▸ **WORK REQUIRED**
Extract exactly the range of lines bounded by the line containing "fan blade, one" and the final line of the listing, both ends included, and no other lines.

:::::

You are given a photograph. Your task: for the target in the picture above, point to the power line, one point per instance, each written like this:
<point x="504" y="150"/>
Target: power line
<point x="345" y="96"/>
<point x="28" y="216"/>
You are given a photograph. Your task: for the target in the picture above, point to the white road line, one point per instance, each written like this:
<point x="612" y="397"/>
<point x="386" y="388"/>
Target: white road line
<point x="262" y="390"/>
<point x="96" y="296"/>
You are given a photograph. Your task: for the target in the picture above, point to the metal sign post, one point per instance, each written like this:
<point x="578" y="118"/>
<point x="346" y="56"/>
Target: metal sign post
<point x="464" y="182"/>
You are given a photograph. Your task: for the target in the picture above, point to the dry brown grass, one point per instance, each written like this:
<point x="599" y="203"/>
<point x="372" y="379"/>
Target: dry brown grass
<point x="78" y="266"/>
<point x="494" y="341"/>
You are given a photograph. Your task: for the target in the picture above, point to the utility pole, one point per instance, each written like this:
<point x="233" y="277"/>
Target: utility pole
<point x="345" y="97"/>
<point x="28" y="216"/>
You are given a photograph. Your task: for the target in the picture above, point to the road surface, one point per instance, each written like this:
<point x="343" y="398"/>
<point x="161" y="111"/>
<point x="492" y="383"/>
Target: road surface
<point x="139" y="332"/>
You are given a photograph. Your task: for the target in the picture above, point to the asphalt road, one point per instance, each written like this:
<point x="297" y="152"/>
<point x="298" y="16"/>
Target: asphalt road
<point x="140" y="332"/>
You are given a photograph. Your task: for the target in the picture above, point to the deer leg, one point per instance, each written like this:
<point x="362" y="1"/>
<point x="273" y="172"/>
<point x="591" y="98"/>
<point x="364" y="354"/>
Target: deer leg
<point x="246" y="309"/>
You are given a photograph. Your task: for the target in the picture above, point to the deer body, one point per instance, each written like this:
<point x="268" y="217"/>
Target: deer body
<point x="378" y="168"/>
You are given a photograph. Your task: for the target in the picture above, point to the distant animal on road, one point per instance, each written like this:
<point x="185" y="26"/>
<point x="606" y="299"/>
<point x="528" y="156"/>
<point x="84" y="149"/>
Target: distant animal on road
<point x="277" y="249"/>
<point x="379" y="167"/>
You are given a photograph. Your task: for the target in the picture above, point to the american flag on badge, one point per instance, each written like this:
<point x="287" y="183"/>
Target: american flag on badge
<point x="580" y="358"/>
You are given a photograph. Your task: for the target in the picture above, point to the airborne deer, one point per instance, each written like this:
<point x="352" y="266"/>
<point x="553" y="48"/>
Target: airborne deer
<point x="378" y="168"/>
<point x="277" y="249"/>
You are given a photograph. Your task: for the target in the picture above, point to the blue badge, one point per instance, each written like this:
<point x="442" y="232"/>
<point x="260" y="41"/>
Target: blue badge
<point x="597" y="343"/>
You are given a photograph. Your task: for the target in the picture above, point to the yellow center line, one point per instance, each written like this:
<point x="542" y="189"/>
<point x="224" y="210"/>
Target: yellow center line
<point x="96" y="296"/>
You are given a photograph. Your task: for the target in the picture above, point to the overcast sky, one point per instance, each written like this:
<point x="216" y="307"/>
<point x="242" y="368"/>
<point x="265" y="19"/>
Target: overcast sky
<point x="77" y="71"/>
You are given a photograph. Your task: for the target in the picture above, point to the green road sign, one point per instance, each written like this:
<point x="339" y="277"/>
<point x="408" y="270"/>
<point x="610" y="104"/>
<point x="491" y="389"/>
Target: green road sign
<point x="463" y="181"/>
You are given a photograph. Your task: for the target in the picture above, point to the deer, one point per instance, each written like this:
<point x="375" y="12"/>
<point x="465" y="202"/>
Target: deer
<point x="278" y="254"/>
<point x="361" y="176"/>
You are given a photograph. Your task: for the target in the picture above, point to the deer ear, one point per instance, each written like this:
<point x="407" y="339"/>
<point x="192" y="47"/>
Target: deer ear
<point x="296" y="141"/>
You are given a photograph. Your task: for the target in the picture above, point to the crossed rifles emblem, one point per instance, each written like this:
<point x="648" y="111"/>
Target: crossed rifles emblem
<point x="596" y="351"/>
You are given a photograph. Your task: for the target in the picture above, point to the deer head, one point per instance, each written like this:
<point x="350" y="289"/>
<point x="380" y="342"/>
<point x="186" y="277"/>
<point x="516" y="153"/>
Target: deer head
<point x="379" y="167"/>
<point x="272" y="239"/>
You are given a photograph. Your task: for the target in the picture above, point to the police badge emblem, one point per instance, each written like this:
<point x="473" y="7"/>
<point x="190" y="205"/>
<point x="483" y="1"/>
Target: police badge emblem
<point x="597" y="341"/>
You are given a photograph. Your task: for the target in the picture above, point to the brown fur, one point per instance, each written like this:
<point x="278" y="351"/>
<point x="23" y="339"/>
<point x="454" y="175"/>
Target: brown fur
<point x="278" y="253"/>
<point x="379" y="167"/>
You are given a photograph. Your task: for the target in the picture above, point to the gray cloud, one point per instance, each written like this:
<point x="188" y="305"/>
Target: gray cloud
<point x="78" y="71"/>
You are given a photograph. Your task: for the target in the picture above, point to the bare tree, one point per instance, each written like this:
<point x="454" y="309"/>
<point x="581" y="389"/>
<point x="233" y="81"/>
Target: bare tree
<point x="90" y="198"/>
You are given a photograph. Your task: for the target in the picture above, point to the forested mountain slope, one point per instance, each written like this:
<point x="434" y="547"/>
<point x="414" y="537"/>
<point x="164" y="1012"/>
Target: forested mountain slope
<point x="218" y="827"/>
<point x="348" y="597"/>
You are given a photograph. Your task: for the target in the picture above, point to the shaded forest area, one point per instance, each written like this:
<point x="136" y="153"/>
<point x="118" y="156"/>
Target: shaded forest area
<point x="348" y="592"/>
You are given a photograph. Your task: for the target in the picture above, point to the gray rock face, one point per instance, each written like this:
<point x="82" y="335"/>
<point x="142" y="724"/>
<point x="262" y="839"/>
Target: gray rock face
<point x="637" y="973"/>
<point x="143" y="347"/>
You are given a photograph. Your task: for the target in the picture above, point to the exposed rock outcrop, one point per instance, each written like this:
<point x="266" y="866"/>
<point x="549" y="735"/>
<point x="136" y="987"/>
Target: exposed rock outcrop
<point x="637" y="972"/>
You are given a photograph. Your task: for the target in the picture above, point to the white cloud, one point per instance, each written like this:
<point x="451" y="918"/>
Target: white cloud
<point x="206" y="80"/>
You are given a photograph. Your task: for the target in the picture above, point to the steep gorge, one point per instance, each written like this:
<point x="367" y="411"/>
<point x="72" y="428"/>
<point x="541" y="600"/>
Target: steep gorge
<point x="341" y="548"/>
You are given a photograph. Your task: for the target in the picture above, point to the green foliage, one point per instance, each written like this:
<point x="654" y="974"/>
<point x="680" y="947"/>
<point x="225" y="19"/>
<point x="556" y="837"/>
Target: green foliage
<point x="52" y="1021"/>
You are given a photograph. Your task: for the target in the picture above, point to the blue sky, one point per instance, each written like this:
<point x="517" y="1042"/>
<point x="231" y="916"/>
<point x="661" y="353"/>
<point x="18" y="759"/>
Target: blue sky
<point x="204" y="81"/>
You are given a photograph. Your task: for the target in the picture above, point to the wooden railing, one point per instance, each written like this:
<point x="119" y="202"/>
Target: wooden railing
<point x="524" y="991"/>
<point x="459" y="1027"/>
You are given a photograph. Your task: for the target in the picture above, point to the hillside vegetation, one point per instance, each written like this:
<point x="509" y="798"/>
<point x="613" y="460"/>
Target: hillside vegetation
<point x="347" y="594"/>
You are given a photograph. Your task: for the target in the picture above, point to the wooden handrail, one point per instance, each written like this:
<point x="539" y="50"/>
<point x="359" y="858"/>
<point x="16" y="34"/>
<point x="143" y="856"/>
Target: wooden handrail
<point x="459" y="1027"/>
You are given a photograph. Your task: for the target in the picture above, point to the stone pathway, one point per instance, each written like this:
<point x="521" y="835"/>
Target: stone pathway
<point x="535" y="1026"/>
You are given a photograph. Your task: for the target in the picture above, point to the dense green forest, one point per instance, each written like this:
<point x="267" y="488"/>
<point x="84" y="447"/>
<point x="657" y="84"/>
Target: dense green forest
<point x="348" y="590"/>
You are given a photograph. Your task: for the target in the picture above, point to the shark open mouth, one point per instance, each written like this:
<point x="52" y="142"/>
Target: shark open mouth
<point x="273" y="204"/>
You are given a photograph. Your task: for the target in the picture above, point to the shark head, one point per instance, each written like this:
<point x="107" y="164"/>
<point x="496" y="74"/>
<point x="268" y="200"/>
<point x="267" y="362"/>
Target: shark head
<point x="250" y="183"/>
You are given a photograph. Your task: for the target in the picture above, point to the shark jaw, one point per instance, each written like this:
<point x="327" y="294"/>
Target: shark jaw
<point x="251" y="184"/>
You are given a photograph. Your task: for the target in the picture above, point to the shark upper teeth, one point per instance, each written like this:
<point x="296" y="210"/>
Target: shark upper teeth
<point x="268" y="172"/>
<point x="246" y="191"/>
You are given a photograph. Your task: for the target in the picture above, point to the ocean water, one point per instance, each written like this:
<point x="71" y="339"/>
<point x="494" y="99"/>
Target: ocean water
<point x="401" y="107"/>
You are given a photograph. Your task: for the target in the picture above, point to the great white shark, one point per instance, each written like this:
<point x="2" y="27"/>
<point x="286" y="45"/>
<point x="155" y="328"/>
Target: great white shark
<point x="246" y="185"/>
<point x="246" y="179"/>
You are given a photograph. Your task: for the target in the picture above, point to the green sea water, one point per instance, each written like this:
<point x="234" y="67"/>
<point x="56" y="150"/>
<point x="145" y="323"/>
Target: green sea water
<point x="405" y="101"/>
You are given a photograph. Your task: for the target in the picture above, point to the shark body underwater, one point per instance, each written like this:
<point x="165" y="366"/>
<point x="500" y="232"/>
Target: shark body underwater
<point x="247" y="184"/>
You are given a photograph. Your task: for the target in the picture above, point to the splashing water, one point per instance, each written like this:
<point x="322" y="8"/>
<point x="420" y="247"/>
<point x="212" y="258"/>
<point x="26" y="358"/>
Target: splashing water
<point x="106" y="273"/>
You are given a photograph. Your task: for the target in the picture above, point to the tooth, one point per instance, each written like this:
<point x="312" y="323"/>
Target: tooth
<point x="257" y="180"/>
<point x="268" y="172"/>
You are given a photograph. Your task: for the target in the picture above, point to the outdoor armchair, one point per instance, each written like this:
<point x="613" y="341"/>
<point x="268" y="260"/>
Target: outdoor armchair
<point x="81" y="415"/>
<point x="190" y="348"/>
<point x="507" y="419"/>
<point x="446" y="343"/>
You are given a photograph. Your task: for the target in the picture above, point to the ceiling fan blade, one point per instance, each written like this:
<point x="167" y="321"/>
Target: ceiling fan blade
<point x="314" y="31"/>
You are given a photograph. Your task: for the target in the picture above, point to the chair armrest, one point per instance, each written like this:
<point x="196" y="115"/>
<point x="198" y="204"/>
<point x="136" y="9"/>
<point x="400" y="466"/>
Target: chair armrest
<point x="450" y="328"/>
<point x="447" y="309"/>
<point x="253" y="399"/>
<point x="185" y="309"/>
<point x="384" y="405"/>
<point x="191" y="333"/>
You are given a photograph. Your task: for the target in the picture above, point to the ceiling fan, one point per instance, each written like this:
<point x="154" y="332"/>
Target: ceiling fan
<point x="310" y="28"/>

:::::

▸ **WRITTEN RESPONSE**
You are given a photograph. Your task: for the target in the picture above, point to the ceiling fan blade, one point per instance, each written like this:
<point x="167" y="321"/>
Target: ceiling fan blade
<point x="314" y="31"/>
You are given a photograph. Your task: for the target in the picture above, point to the chair armrest, one point per instance, each written like this:
<point x="196" y="115"/>
<point x="198" y="204"/>
<point x="136" y="9"/>
<point x="400" y="466"/>
Target: chair armrest
<point x="450" y="328"/>
<point x="447" y="309"/>
<point x="253" y="399"/>
<point x="185" y="309"/>
<point x="384" y="405"/>
<point x="191" y="333"/>
You are given a photograph. Your task: for the target in the picture above, point to the ceiling fan, one point per instance, each written like this:
<point x="154" y="332"/>
Target: ceiling fan
<point x="310" y="28"/>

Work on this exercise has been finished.